[Problem to solve] Only the lines from the beginning of the data through the one with "[ ] one point per instance of the wall-mounted" belong in the answer, each retyped exactly, with pictures left out.

== Segment start ==

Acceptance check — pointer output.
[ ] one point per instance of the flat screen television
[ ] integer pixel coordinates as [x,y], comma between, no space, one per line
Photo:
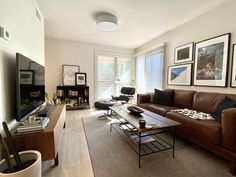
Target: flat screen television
[30,86]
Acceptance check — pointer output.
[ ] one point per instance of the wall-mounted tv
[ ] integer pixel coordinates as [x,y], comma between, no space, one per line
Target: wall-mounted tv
[30,86]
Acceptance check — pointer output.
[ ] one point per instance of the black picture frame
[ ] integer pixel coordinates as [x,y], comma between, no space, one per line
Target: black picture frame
[80,79]
[180,74]
[68,74]
[211,61]
[26,77]
[233,68]
[184,53]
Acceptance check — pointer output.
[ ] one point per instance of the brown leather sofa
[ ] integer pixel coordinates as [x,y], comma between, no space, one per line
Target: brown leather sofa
[218,137]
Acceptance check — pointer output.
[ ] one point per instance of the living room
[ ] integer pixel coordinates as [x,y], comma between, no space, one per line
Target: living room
[44,32]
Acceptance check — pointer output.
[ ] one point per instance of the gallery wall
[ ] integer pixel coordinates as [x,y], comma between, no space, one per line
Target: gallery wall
[26,37]
[59,52]
[213,23]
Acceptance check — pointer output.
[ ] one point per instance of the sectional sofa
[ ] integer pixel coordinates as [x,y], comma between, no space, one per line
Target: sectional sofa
[216,136]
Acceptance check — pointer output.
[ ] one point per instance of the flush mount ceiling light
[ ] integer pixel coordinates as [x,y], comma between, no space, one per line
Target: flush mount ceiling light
[107,22]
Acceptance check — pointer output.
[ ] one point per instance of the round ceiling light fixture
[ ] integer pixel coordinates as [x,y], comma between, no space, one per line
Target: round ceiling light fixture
[107,22]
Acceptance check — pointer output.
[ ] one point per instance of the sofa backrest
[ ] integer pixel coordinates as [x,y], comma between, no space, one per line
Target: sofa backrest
[208,101]
[183,98]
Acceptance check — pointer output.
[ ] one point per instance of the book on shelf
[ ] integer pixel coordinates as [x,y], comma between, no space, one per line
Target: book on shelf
[37,124]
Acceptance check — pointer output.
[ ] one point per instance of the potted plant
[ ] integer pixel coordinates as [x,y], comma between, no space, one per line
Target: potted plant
[22,164]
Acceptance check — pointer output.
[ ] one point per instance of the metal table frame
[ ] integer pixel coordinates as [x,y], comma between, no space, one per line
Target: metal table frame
[144,149]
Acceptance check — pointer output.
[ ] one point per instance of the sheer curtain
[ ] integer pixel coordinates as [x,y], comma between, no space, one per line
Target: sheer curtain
[149,70]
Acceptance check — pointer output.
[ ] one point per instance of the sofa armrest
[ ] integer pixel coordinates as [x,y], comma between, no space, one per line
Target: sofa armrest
[143,98]
[228,124]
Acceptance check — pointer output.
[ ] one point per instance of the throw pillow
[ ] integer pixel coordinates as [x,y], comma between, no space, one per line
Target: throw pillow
[224,104]
[163,97]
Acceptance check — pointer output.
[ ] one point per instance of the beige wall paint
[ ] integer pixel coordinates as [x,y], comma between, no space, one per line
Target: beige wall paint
[216,22]
[59,52]
[26,37]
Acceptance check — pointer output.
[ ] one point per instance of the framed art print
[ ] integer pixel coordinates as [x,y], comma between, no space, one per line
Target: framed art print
[80,79]
[26,77]
[233,73]
[180,74]
[211,60]
[68,74]
[184,53]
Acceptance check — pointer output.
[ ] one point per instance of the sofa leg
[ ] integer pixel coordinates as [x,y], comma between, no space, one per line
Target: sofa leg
[232,167]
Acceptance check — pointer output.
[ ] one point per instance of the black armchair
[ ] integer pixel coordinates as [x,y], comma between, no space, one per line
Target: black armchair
[126,94]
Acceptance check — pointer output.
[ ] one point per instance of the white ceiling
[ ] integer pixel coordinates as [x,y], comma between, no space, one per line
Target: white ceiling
[139,20]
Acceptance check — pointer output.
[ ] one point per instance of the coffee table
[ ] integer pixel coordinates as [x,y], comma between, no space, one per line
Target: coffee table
[157,136]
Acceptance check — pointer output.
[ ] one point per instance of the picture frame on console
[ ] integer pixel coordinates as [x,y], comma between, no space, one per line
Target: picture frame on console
[233,72]
[184,53]
[80,78]
[211,60]
[180,74]
[26,77]
[68,74]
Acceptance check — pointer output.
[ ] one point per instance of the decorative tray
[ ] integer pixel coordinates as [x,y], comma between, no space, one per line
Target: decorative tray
[135,110]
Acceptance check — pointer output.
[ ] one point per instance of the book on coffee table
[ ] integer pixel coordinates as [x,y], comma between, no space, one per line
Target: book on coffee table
[145,139]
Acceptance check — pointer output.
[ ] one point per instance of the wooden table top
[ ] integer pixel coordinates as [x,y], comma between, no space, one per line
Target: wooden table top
[156,121]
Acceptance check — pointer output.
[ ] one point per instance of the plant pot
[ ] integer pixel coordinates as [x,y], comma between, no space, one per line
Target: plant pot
[33,170]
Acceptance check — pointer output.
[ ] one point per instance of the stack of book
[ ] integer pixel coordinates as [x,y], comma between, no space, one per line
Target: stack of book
[28,125]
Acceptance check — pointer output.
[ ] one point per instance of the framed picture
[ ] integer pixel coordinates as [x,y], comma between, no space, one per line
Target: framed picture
[80,79]
[180,74]
[26,77]
[68,74]
[38,73]
[211,59]
[184,53]
[233,72]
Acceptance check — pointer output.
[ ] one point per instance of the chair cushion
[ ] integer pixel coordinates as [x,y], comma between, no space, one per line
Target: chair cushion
[163,97]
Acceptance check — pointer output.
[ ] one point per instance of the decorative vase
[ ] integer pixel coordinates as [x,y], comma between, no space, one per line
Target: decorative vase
[34,170]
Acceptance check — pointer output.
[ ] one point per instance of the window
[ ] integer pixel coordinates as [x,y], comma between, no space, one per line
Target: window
[149,70]
[112,72]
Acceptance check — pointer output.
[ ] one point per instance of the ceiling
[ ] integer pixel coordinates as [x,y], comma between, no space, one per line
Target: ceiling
[139,21]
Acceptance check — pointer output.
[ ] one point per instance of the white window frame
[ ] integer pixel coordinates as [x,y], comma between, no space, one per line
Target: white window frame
[114,55]
[146,53]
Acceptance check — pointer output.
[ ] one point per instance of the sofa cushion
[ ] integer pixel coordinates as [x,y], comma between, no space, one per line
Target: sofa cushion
[224,104]
[206,130]
[206,101]
[163,97]
[156,108]
[183,98]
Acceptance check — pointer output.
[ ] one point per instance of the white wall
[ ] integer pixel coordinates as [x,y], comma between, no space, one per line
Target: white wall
[216,22]
[59,52]
[26,37]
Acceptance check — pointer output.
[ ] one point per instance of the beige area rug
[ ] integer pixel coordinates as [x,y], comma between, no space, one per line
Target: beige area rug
[112,157]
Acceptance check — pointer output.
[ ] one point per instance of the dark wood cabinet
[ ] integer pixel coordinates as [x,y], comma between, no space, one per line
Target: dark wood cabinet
[78,96]
[47,141]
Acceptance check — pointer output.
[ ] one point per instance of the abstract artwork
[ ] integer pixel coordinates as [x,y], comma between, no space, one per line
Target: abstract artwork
[233,74]
[69,74]
[80,78]
[184,53]
[211,57]
[179,74]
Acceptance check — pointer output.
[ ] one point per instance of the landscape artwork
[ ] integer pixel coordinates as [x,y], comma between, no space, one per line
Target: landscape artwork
[179,75]
[233,75]
[184,53]
[210,62]
[211,57]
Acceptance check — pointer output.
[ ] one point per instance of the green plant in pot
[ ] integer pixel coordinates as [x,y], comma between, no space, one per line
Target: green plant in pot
[25,163]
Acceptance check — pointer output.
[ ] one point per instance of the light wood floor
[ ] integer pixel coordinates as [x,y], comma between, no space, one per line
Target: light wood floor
[74,158]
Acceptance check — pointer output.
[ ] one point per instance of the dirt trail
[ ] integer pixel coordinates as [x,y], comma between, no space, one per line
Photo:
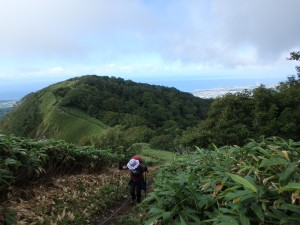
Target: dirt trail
[124,207]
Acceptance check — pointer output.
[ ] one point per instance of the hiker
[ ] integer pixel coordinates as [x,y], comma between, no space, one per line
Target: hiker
[137,181]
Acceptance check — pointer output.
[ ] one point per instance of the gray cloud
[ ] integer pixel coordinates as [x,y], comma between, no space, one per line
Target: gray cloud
[227,32]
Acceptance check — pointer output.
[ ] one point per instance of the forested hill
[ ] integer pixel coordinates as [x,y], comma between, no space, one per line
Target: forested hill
[99,109]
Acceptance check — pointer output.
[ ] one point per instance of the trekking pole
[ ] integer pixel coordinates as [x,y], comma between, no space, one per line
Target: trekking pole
[118,181]
[146,184]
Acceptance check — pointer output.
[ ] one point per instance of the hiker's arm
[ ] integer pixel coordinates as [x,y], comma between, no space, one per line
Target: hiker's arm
[122,167]
[146,169]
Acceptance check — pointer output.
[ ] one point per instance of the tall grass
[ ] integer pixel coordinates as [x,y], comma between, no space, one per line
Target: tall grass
[254,184]
[24,160]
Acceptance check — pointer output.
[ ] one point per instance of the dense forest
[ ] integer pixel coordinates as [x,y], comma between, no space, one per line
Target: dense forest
[133,112]
[164,117]
[253,178]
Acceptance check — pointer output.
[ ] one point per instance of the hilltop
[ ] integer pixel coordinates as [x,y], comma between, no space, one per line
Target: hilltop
[93,109]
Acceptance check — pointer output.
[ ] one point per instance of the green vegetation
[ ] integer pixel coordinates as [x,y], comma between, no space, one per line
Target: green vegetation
[257,183]
[250,114]
[254,184]
[24,160]
[93,109]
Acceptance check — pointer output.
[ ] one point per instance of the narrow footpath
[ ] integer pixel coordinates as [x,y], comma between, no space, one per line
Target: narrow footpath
[123,207]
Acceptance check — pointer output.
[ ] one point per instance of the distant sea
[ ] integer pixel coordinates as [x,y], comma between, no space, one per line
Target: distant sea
[17,90]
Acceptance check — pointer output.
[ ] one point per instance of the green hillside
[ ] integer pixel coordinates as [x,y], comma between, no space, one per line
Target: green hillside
[94,109]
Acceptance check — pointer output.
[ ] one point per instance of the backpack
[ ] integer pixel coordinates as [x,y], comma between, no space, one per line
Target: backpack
[137,174]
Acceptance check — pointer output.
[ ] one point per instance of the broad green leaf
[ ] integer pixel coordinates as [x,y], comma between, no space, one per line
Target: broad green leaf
[292,186]
[224,219]
[166,216]
[290,207]
[244,219]
[243,182]
[182,221]
[237,194]
[273,162]
[257,210]
[12,162]
[286,174]
[154,211]
[153,219]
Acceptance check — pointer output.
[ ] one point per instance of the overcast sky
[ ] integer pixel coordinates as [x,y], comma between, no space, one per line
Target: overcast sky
[158,41]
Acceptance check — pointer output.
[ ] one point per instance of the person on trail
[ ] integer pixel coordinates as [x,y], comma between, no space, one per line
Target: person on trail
[137,181]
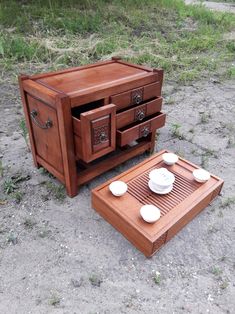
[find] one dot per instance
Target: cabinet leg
(152, 140)
(67, 144)
(72, 189)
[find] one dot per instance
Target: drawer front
(95, 133)
(138, 113)
(136, 96)
(127, 135)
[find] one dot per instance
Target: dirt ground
(62, 257)
(217, 6)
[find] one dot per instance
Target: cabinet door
(98, 132)
(46, 132)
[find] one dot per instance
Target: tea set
(161, 181)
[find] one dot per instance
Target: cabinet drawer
(136, 96)
(138, 113)
(137, 130)
(94, 133)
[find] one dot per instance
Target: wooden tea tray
(181, 205)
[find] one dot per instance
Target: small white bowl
(170, 158)
(161, 178)
(118, 188)
(201, 175)
(150, 213)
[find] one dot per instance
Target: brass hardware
(137, 96)
(140, 115)
(48, 124)
(145, 131)
(103, 137)
(137, 99)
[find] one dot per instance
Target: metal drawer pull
(137, 99)
(48, 124)
(140, 115)
(145, 131)
(103, 137)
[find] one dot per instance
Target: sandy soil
(61, 257)
(216, 6)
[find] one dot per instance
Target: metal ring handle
(103, 137)
(48, 124)
(145, 131)
(140, 115)
(137, 99)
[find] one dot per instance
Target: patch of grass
(24, 132)
(204, 117)
(229, 201)
(216, 271)
(175, 131)
(230, 72)
(95, 280)
(18, 196)
(157, 278)
(12, 238)
(29, 223)
(44, 233)
(224, 285)
(185, 40)
(1, 168)
(9, 186)
(54, 300)
(43, 171)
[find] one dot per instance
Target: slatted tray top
(181, 205)
(182, 188)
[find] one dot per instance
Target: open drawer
(95, 132)
(138, 113)
(137, 130)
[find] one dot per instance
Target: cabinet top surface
(86, 79)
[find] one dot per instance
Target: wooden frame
(67, 146)
(187, 199)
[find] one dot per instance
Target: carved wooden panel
(100, 134)
(140, 113)
(137, 96)
(145, 129)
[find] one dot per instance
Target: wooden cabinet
(83, 121)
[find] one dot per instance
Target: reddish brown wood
(74, 122)
(138, 113)
(67, 144)
(107, 164)
(179, 207)
(136, 96)
(94, 125)
(131, 133)
(28, 122)
(47, 141)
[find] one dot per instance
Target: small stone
(95, 281)
(77, 282)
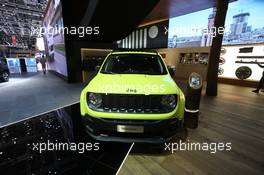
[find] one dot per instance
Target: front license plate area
(130, 129)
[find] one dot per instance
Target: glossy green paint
(144, 84)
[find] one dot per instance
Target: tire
(5, 77)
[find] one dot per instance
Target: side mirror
(172, 70)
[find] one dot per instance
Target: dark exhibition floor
(31, 94)
(235, 116)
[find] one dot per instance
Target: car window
(134, 64)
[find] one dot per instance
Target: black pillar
(212, 72)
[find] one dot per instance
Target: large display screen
(243, 25)
(191, 30)
(244, 22)
(54, 38)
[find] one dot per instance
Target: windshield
(134, 64)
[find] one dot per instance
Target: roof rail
(134, 50)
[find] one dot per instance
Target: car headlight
(169, 101)
(94, 100)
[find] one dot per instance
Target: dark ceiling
(17, 17)
(171, 8)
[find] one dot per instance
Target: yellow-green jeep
(132, 98)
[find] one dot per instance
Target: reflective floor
(34, 93)
(20, 147)
(235, 116)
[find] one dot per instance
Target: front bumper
(155, 131)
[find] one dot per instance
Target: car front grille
(126, 103)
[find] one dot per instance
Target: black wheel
(5, 77)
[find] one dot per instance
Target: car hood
(132, 84)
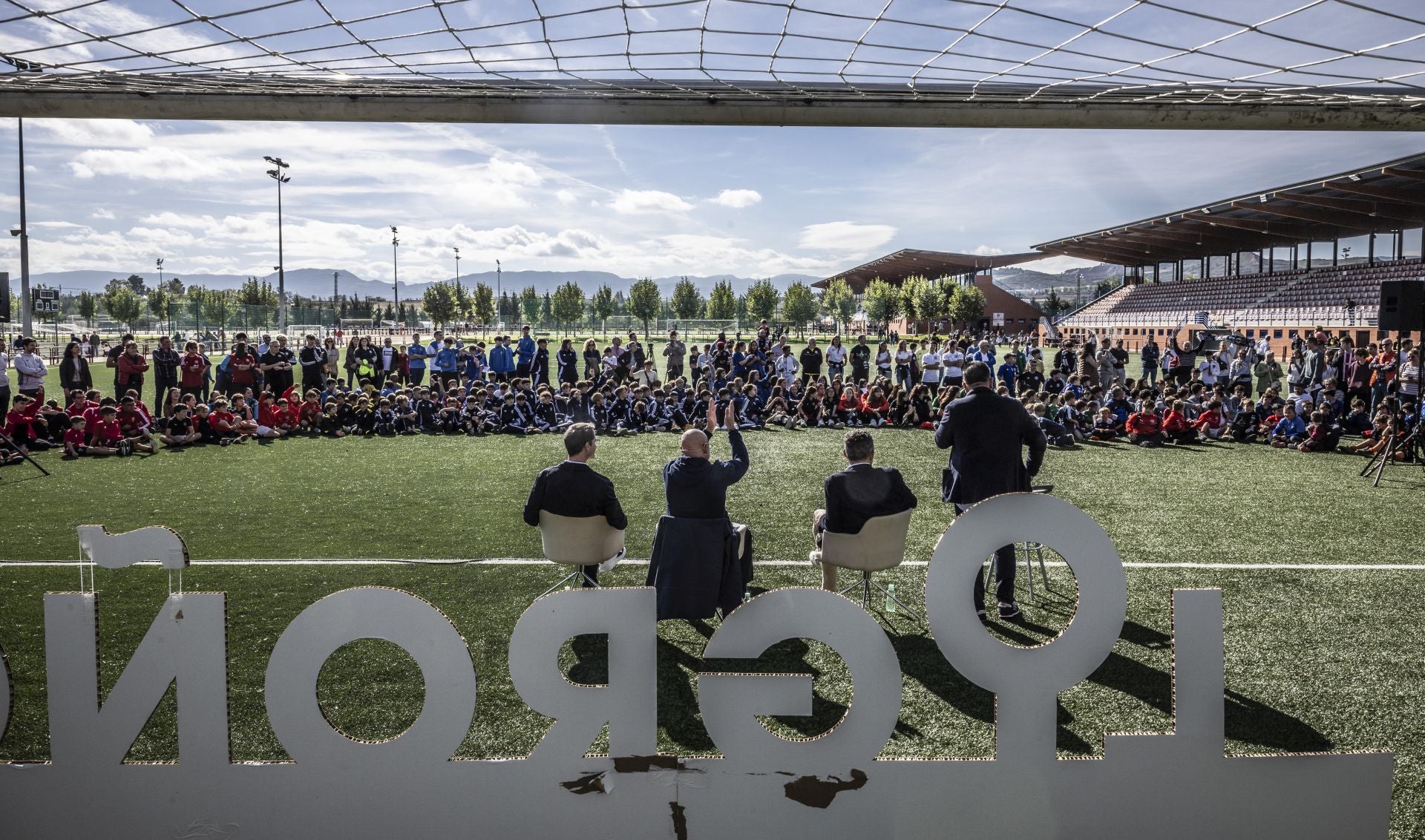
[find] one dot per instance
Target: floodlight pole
(281, 274)
(395, 282)
(26, 316)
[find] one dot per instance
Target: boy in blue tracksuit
(416, 355)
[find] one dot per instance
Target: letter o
(1025, 517)
(730, 703)
(359, 614)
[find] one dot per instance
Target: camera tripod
(1409, 446)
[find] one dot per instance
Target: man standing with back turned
(986, 432)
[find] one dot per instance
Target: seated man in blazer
(986, 433)
(858, 493)
(571, 489)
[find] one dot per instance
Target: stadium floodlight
(281, 275)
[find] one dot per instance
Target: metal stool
(1029, 551)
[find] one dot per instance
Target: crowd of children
(622, 395)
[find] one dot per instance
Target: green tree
(761, 301)
(482, 303)
(569, 303)
(122, 303)
(603, 303)
(687, 302)
(529, 305)
(257, 294)
(439, 302)
(969, 305)
(644, 302)
(839, 301)
(882, 301)
(723, 302)
(800, 305)
(88, 306)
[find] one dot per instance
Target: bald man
(695, 485)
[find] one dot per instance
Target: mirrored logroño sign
(1163, 785)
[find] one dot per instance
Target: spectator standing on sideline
(73, 369)
(985, 433)
(675, 352)
(1149, 355)
(858, 493)
(111, 358)
(573, 489)
(166, 367)
(416, 355)
(811, 358)
(525, 353)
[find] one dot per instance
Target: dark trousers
(1003, 576)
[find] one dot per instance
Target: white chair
(577, 542)
(877, 547)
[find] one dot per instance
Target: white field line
(767, 562)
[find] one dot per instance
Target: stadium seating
(1330, 295)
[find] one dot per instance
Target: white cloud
(737, 198)
(649, 201)
(845, 237)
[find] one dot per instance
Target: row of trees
(918, 299)
(923, 299)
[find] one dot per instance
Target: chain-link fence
(200, 318)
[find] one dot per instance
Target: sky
(663, 201)
(638, 201)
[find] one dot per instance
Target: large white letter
(370, 614)
(1025, 681)
(629, 703)
(730, 702)
(187, 643)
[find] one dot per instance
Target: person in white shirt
(952, 362)
(931, 367)
(30, 367)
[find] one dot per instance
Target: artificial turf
(1317, 660)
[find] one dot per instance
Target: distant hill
(311, 282)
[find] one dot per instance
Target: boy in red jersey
(23, 426)
(76, 442)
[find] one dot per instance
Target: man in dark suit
(858, 493)
(695, 486)
(571, 489)
(986, 433)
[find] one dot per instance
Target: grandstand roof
(928, 263)
(1381, 197)
(1313, 66)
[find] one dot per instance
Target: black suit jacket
(574, 490)
(862, 491)
(697, 488)
(986, 432)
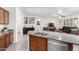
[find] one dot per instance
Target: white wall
(43, 23)
(12, 18)
(19, 23)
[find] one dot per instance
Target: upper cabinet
(4, 16)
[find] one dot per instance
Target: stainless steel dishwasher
(54, 45)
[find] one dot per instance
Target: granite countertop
(65, 37)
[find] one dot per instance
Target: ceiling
(49, 11)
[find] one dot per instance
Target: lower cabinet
(37, 43)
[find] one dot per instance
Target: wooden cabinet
(37, 43)
(4, 16)
(2, 42)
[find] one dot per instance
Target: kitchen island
(35, 40)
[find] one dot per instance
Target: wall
(19, 24)
(43, 23)
(12, 18)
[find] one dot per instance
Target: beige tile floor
(21, 45)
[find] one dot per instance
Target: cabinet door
(1, 16)
(6, 17)
(7, 39)
(2, 42)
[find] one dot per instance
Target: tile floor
(21, 45)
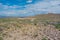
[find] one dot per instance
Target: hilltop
(39, 27)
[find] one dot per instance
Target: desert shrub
(44, 39)
(1, 38)
(57, 26)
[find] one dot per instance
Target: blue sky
(28, 7)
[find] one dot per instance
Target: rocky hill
(40, 27)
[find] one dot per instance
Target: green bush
(57, 26)
(1, 38)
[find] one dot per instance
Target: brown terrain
(39, 27)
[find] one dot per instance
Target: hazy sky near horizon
(28, 7)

== Segment end ==

[Response for this exercise]
Acceptance check — pointer output.
[ ] one point per instance of the flat screen television
[ ] integer pixel coordinates as [x,y], comma between, no space, one per line
Photo:
Target: flat screen television
[30,86]
Acceptance check — pointer output.
[ ] one point per instance of the wall-mounted tv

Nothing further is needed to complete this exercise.